*WHAT IS EXPECTED*
Go through the data below and copy it exactly, skipping every picture.

*STORED ROWS*
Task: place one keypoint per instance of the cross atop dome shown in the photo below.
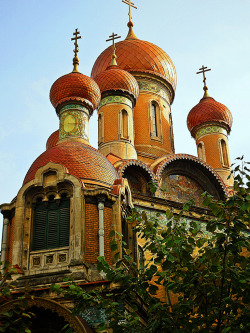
(204, 69)
(130, 4)
(76, 50)
(113, 37)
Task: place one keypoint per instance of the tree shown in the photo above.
(202, 266)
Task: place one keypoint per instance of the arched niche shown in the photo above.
(182, 179)
(138, 176)
(50, 316)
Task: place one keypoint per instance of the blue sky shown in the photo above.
(36, 48)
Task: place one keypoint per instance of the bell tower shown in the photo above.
(209, 123)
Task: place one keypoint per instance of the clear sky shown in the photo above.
(36, 48)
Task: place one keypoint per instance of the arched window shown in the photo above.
(124, 124)
(201, 151)
(140, 258)
(225, 160)
(51, 223)
(154, 119)
(100, 128)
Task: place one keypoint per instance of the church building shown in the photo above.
(73, 195)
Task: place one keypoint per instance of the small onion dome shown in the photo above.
(135, 55)
(116, 79)
(207, 111)
(75, 87)
(80, 160)
(52, 140)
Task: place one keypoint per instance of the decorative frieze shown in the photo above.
(74, 123)
(44, 259)
(115, 99)
(209, 130)
(155, 88)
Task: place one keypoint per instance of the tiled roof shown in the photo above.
(137, 55)
(208, 110)
(52, 140)
(81, 161)
(75, 86)
(114, 78)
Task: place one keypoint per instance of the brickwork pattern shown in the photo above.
(75, 85)
(211, 144)
(52, 140)
(143, 130)
(107, 229)
(10, 236)
(91, 233)
(159, 168)
(81, 161)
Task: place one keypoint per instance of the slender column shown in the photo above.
(4, 241)
(101, 226)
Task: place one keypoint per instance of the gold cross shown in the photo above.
(130, 4)
(76, 33)
(113, 57)
(204, 69)
(113, 37)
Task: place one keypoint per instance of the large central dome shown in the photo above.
(135, 55)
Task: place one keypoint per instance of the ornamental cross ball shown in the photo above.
(76, 50)
(204, 69)
(113, 57)
(130, 4)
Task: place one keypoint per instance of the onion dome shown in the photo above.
(209, 111)
(52, 140)
(116, 79)
(138, 56)
(75, 87)
(80, 160)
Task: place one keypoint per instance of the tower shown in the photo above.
(156, 76)
(119, 92)
(209, 123)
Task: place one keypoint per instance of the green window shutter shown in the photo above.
(52, 230)
(64, 226)
(51, 225)
(39, 229)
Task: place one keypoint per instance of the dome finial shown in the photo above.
(130, 4)
(131, 34)
(76, 50)
(113, 57)
(204, 69)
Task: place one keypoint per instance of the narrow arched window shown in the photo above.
(154, 119)
(100, 128)
(201, 151)
(225, 161)
(124, 124)
(51, 224)
(141, 258)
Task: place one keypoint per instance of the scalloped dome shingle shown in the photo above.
(81, 161)
(209, 110)
(75, 86)
(115, 78)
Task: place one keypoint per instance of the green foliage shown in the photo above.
(203, 271)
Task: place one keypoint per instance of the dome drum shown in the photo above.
(139, 58)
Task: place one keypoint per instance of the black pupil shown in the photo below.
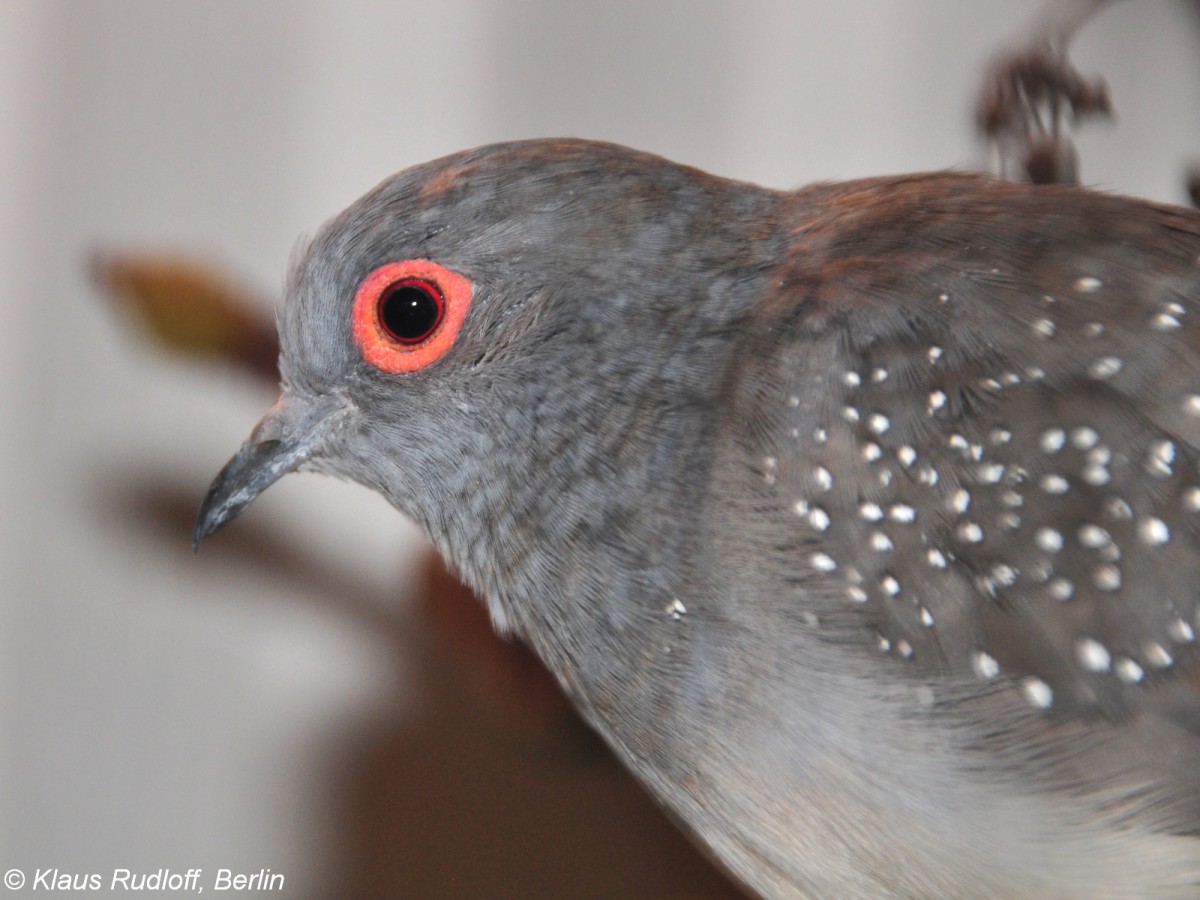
(411, 311)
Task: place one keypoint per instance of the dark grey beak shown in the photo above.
(281, 442)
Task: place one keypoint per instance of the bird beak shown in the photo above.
(282, 441)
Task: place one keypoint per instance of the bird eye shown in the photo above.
(411, 310)
(407, 315)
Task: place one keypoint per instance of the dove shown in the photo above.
(862, 521)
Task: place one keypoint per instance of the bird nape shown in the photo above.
(862, 521)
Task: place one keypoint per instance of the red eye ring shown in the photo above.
(407, 315)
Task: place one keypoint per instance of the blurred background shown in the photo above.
(310, 695)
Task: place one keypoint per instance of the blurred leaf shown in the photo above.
(191, 309)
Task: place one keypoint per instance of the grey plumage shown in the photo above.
(862, 521)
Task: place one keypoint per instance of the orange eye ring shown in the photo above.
(407, 315)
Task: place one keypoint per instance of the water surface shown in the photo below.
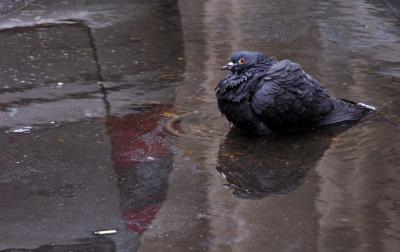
(109, 122)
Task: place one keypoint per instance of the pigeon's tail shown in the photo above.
(346, 111)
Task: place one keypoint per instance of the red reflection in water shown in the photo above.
(142, 164)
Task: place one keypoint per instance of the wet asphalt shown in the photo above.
(108, 122)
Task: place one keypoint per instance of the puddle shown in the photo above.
(108, 122)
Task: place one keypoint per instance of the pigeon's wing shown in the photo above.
(287, 97)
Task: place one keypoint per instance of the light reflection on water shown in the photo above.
(175, 175)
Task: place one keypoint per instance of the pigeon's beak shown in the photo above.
(228, 66)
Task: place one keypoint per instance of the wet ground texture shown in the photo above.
(108, 122)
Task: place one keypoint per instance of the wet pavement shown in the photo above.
(108, 121)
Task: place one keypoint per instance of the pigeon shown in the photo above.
(261, 94)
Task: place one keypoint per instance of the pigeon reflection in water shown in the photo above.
(256, 167)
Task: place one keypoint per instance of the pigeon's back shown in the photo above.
(288, 98)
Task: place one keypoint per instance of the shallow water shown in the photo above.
(109, 122)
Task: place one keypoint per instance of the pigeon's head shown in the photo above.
(243, 60)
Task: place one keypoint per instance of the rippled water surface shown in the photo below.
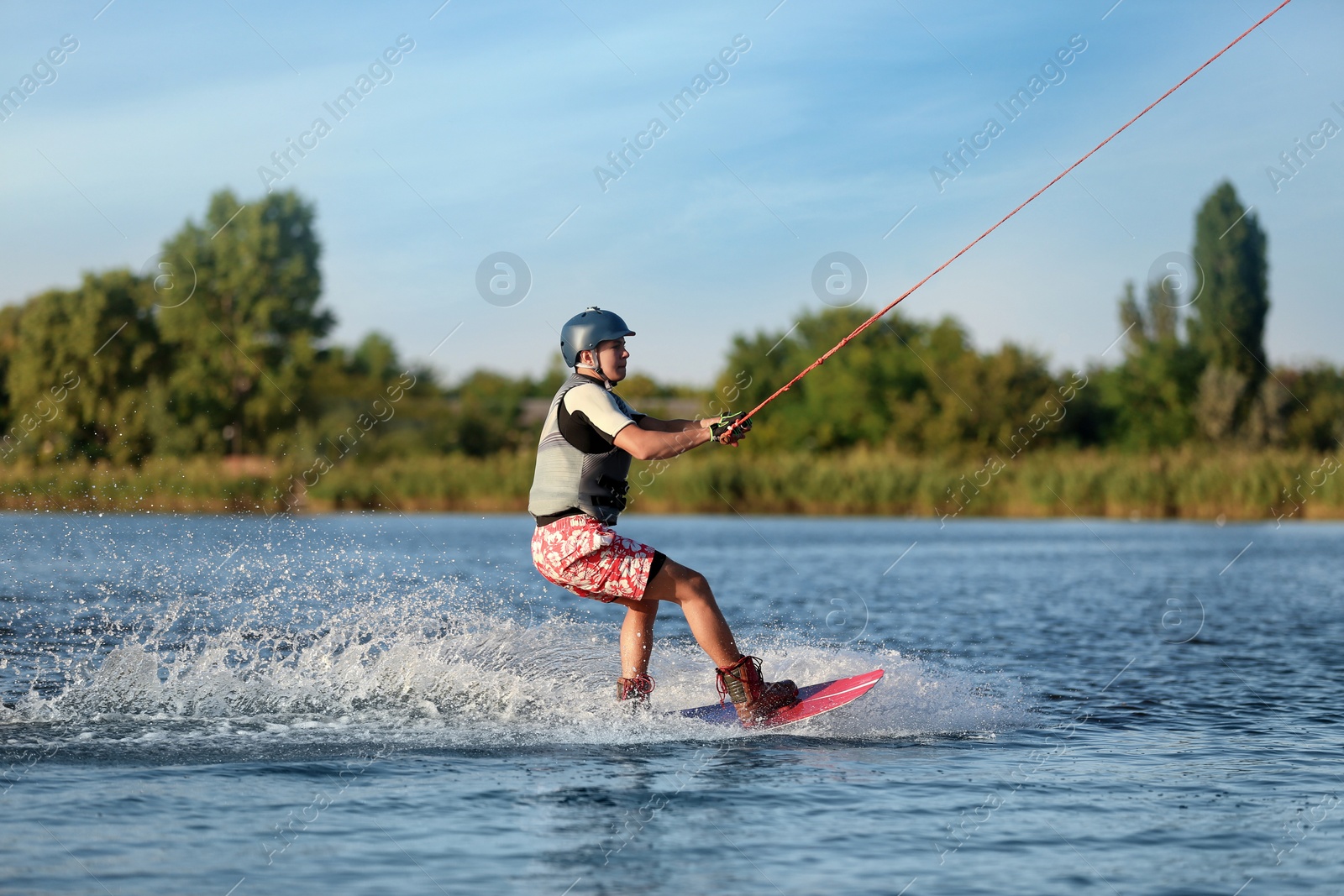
(374, 705)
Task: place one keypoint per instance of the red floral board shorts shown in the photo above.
(591, 559)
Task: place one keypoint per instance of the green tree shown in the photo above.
(918, 387)
(1227, 327)
(87, 371)
(1149, 396)
(245, 343)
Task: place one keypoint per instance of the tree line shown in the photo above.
(221, 348)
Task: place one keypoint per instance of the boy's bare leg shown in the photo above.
(638, 637)
(691, 591)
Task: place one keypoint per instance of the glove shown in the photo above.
(726, 422)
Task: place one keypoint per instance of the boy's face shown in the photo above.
(611, 358)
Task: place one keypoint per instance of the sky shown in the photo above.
(816, 128)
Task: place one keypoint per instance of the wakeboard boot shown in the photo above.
(754, 699)
(638, 689)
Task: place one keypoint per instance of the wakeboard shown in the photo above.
(812, 701)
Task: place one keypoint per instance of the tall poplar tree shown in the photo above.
(244, 343)
(1227, 325)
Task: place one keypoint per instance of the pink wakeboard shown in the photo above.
(812, 701)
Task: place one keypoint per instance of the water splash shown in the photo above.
(432, 669)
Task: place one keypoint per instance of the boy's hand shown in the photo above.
(725, 432)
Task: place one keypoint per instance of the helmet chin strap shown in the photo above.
(597, 369)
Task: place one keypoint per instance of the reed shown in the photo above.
(1193, 484)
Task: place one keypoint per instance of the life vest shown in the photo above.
(568, 476)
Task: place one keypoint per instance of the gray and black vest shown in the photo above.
(591, 476)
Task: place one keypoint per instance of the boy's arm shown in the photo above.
(671, 426)
(663, 439)
(669, 438)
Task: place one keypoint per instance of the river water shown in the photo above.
(382, 705)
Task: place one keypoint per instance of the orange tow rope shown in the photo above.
(1057, 179)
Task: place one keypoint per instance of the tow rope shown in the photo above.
(967, 248)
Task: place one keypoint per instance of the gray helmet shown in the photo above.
(584, 332)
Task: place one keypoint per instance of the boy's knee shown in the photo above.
(696, 584)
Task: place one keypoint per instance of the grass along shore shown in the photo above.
(1186, 484)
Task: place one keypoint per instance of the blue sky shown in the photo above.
(820, 139)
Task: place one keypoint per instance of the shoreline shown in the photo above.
(1184, 484)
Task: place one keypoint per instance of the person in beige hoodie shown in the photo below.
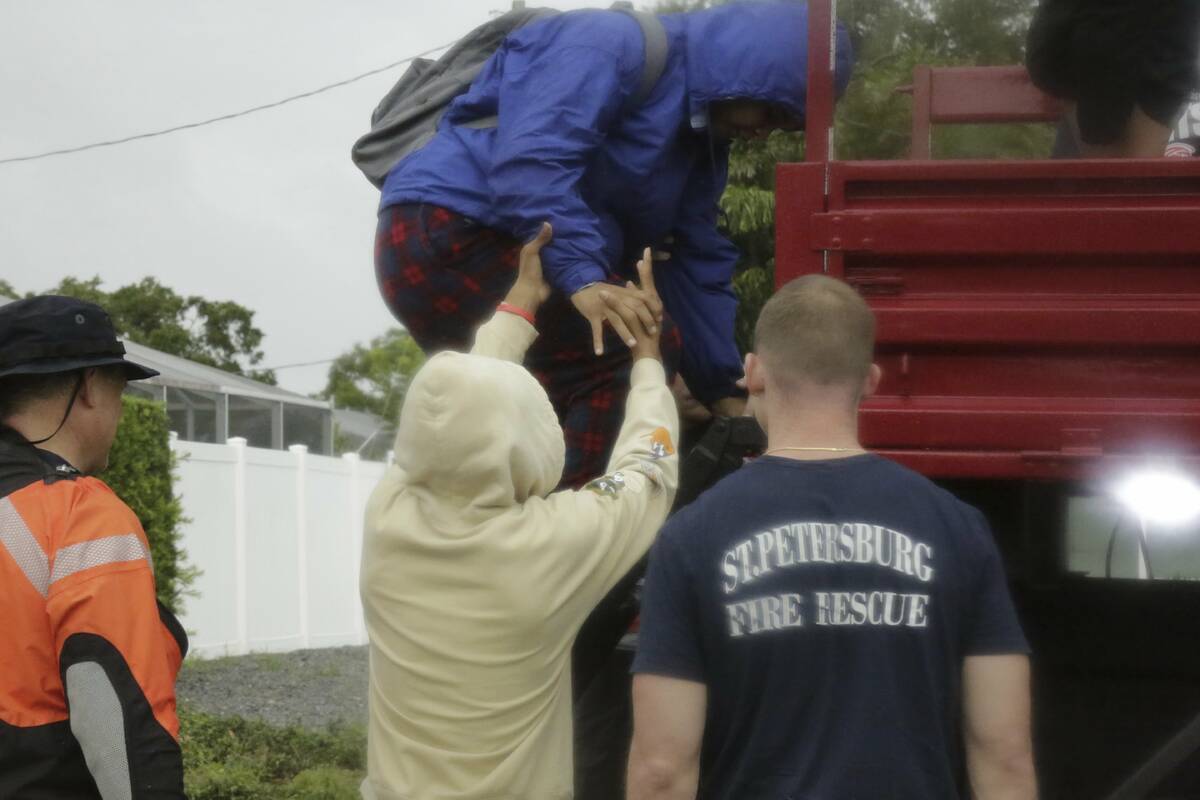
(477, 576)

*PROBLEM SOLUTION*
Task: place one keypoint per instance of the cross atop dome shown in the photo below.
(204, 69)
(130, 4)
(76, 50)
(113, 37)
Task: place one keypoint per instance of the tree shown in the photo above.
(202, 266)
Task: place one keypoint per instance of the arched niche shown in the photo above.
(182, 179)
(138, 176)
(50, 316)
Task: place one keypoint per instance of the blue sky shown in the photo above.
(36, 48)
Task: place one keypoint per instance of the bell tower shown in the photo above.
(209, 123)
Task: place one keypoint per instance of the clear sky shown in the photo above.
(36, 48)
Task: place one keypoint per instance of the arched window shown in the photo above.
(124, 124)
(201, 151)
(140, 258)
(225, 160)
(51, 223)
(154, 119)
(100, 128)
Task: place one keypoint per instance of the church building shown in the photo above.
(73, 195)
Task: place one keypoint per instance of the small onion dome shown in the photo above.
(135, 55)
(116, 79)
(207, 111)
(75, 87)
(80, 160)
(52, 140)
Task: place one keypoint per instance of the decorative frieze shown in the photo above.
(74, 123)
(44, 259)
(115, 99)
(209, 130)
(155, 88)
Task: place one keypoint per instance of the tiled roof shown in the photo above.
(137, 55)
(208, 110)
(52, 140)
(81, 161)
(75, 86)
(114, 78)
Task: place one keypoint per instance of the brickwork pattern shown in the photo above.
(75, 85)
(211, 144)
(52, 140)
(143, 130)
(107, 229)
(10, 236)
(91, 233)
(159, 168)
(81, 161)
Task: place one keypoint per instance of the slender column shown in the photo above.
(4, 241)
(101, 226)
Task: place one keypoint per instance of the gold cross shown in the photo above.
(130, 4)
(76, 33)
(113, 57)
(204, 69)
(113, 37)
Task: place one keypoint per instance of the large central dome shown in the photo above.
(135, 55)
Task: place one keypoint per instance of the ornamental cross ball shown in the photo above.
(76, 50)
(204, 69)
(113, 57)
(130, 4)
Task: place one keypoint per instance of the onion dome shown in the photo above.
(209, 111)
(52, 140)
(116, 79)
(138, 56)
(75, 87)
(80, 160)
Task: place one keypoint per instance of the tower shown in the photo above.
(156, 76)
(119, 92)
(209, 123)
Task: place one keypoint per instance of the green window shutter shown in the photo above.
(52, 230)
(64, 226)
(51, 225)
(39, 229)
Task: place one keypoint per instance of the dome finial shown in the photo above.
(130, 4)
(131, 34)
(76, 50)
(113, 57)
(204, 69)
Task: place one keypoint per instance of the narrow arched window shown in the photo above.
(154, 119)
(100, 128)
(201, 151)
(225, 161)
(124, 124)
(51, 224)
(141, 258)
Task: place one keypoint per instance of the scalloped dome shingle shown in the photo above.
(81, 161)
(209, 110)
(75, 86)
(115, 78)
Task: place one keypoint per instance of the green foliage shown in the photo above.
(203, 271)
Task: place one keypoint per instance of the dome drum shown in the photo above.
(139, 58)
Task: place one keypoint per instance of the black pupil shown in the photo below.
(411, 311)
Task: place one keypoint per instance of the dark grey beak shown in the photo above.
(281, 442)
Task: place one keypoint per instance of the bird beak shown in the photo above.
(282, 441)
Task: place one keypoint per instance of the bird eye shown in the photo above.
(411, 310)
(407, 315)
Task: place one keypoint per instance of the dove shown in the photo above.
(862, 521)
Task: place one keypoint per instance of the bird nape shown in the photo above.
(862, 521)
Task: place one keypoint per instance of the red eye ring shown in the photo above.
(407, 315)
Task: place one keypoint per instance of the blurred background shown in the photo above.
(310, 695)
Task: place one keypoint per instance of the blurred leaf shown in the photo above.
(191, 309)
Task: place one keypoint per instance of the grey plumage shown in the photo above.
(862, 521)
Task: place one keypoint per instance of the orange eye ring shown in the photo above.
(407, 315)
Task: place one keypoint per instance of the water surface shown in the photo below.
(109, 122)
Task: place one keypoint per instance of the pigeon's tail shown in the photo above.
(346, 111)
Task: place one keypoint per instance of the red reflection in water shown in the photo above.
(142, 164)
Task: place one keypoint per instance of the wet asphalt shown in the photo above.
(108, 122)
Task: place one keypoint per instance of the puddle shown in the photo above.
(108, 122)
Task: place one keypoint per instance of the pigeon's wing shown in the photo above.
(287, 97)
Task: place one keypoint per instance of the light reflection on water shown in the photo above.
(175, 175)
Task: place one keypoint per instance of the pigeon's beak shown in the photo above.
(228, 66)
Task: place one keypoint per instance of the wet ground texture shown in the photo above.
(108, 122)
Task: place one keypoint per instance of the wet pavement shown in the photo above.
(108, 121)
Task: place one keypoint per instance of the pigeon shown in the photo above.
(261, 94)
Task: place one keypoint per instance of the pigeon reflection in water shown in the photo above.
(256, 167)
Task: place one keypoint per instance of the pigeon's back shown in the photo above.
(288, 98)
Task: place one keypoint per instance of the shallow water shown in the photo above.
(109, 122)
Task: place one keypoint per instance of the pigeon's head shown in the photo above.
(243, 60)
Task: place one keypoint per instance of the rippled water surface shown in the photo below.
(374, 705)
Task: place one keypoint per instance of the red floral board shorts shown in the photo above.
(591, 559)
Task: place one keypoint per instance of the green tree shown in the photo above.
(918, 387)
(1227, 327)
(87, 371)
(1149, 396)
(245, 343)
Task: place one keypoint per instance of the tree line shown in the photo above.
(221, 348)
Task: place one keypoint per instance of the boy's bare leg shown in the photo above.
(638, 637)
(691, 591)
Task: place one keypoint per instance of the glove shown in the photo above.
(726, 422)
Task: place one keypoint per instance of the boy's face shown in the photo above.
(611, 358)
Task: place one keypoint per instance of the sky shown in the photo above.
(816, 128)
Task: place one keypoint per instance of the wakeboard boot shown in the photo above.
(754, 699)
(638, 689)
Task: place one keypoint per instance of the wakeboard shown in the photo above.
(812, 701)
Task: place one keypoint per instance of the tall poplar tree shown in the photo above.
(244, 343)
(1227, 325)
Task: place one keypoint per instance of the pink wakeboard shown in the photo above.
(812, 701)
Task: place one keypoint per instance of the water splash shown in the photo above.
(432, 669)
Task: place one keypoint per instance of the boy's hand shown in the photo above.
(725, 432)
Task: place one keypoint per instance of the helmet chin strap shown in the photo above.
(597, 369)
Task: place one keypoint per instance of the reed shown in the photo above.
(1193, 484)
Task: place one keypoint per instance of the life vest shown in the photo above.
(568, 476)
Task: place one keypoint per instance of the gray and black vest shown in the photo above.
(591, 476)
Task: place one keypoint per instance of the boy's arm shown in the photo above.
(671, 426)
(663, 439)
(669, 438)
Task: place one keypoint per instance of the river water shown in the photo above.
(382, 705)
Task: place one keypoint per instance of the orange tow rope shown in the photo above.
(1057, 179)
Task: place one keypoint per instance of the tow rope shown in the photo above.
(967, 248)
Task: place one keypoint per instance of the gray helmet shown in the photo above.
(584, 332)
Task: place one keypoint per instance of the boy's knee shown in the photo above.
(696, 584)
Task: place one keypoint per instance of the grass along shore shown in the photo above.
(1186, 484)
Task: place one keypoint per instance of the blue sky shown in the photo above.
(820, 139)
Task: place one keypoint per instance of the shoreline shown in the photo above.
(1184, 484)
Task: place one keypoint per instance of the person in beige hoodie shown in the photo below.
(477, 576)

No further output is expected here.